> WHAT THE EXERCISE ASKS:
Lay out the rows below as a Markdown table with two columns, No. and Text: number each row in No. and put its full line in Text. Leave out blank lines.

────────────────────────────────────────

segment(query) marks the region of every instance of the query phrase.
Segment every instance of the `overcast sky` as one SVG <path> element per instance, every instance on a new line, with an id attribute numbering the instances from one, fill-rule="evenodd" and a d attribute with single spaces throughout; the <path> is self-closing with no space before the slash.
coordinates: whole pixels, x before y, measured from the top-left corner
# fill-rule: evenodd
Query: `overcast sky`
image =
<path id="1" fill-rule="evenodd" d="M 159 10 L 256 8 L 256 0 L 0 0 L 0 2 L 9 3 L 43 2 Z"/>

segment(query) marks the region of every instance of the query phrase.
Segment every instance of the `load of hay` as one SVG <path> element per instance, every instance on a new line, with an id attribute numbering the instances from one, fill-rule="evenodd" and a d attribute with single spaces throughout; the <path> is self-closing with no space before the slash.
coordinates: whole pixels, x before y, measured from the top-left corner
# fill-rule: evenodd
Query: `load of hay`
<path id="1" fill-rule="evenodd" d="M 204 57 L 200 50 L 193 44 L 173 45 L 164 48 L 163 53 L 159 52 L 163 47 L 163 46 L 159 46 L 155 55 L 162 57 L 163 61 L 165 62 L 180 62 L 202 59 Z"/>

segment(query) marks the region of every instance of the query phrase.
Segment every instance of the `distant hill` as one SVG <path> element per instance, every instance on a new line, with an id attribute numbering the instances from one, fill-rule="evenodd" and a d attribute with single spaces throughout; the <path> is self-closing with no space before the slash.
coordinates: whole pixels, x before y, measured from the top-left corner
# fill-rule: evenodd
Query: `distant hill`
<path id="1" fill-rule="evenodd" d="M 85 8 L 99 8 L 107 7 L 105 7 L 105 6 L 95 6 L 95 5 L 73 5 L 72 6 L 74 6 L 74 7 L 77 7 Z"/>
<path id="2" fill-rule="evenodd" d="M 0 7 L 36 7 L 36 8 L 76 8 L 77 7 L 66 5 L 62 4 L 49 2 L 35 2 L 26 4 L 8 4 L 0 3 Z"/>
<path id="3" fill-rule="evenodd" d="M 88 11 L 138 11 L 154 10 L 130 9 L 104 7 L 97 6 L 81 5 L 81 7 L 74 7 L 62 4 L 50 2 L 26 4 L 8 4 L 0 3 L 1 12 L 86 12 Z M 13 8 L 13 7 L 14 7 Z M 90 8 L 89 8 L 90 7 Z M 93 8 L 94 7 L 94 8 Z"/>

────────────────────────────────────────

> SOLUTION FOR THIS PROBLEM:
| No. | Text |
|---|---|
| 1 | segment(query) marks the region of every instance of the query phrase. |
| 2 | Segment every instance of the `overcast sky` as one SVG <path> element per instance, every instance on a new line, with an id attribute numbering the instances from one, fill-rule="evenodd" and a d attribute with single spaces throughout; the <path> is self-closing with no space before the slash. |
| 3 | coordinates: whole pixels, x before y, measured from the top-left corner |
| 4 | # fill-rule: evenodd |
| 5 | Query: `overcast sky` |
| 6 | image = |
| 7 | <path id="1" fill-rule="evenodd" d="M 159 10 L 256 8 L 256 0 L 0 0 L 0 2 L 9 3 L 43 2 Z"/> |
| 8 | segment(query) marks the region of every instance of the query phrase. |
| 9 | Segment every instance of the `load of hay` as one SVG <path> element per instance, every instance on a new line, with an id attribute numbering the instances from one, fill-rule="evenodd" and a d attribute with single spaces throughout; the <path> is self-closing with no space before the slash. |
| 10 | coordinates: whole pixels, x before y, measured from the top-left corner |
| 11 | # fill-rule: evenodd |
| 12 | Query: `load of hay` |
| 13 | <path id="1" fill-rule="evenodd" d="M 204 57 L 200 50 L 193 44 L 173 45 L 164 48 L 163 53 L 159 52 L 163 47 L 163 46 L 159 46 L 155 55 L 162 57 L 163 61 L 165 62 L 180 62 L 202 59 Z"/> |
| 14 | segment(query) marks the region of every instance of the query phrase. |
| 15 | Segment every instance of the `distant hill` as one SVG <path> element per instance, every instance on a new line, with an id attribute numbering the instances from one, fill-rule="evenodd" and a d attribute with single spaces throughout; the <path> is self-closing with no space before the slash. |
| 16 | coordinates: whole pixels, x before y, measured from the top-left corner |
| 17 | # fill-rule: evenodd |
| 18 | Query: `distant hill` |
| 19 | <path id="1" fill-rule="evenodd" d="M 85 8 L 99 8 L 107 7 L 105 7 L 105 6 L 95 6 L 95 5 L 73 5 L 72 6 L 74 6 L 74 7 L 77 7 Z"/> |
| 20 | <path id="2" fill-rule="evenodd" d="M 0 7 L 36 7 L 36 8 L 76 8 L 77 7 L 66 5 L 62 4 L 49 2 L 35 2 L 26 4 L 8 4 L 0 3 Z"/> |
| 21 | <path id="3" fill-rule="evenodd" d="M 88 11 L 138 11 L 154 10 L 130 9 L 104 7 L 97 6 L 81 5 L 81 7 L 74 7 L 62 4 L 50 2 L 26 4 L 8 4 L 0 3 L 1 12 L 86 12 Z M 13 8 L 13 7 L 14 7 Z M 90 8 L 89 8 L 90 7 Z M 93 8 L 94 7 L 94 8 Z"/> |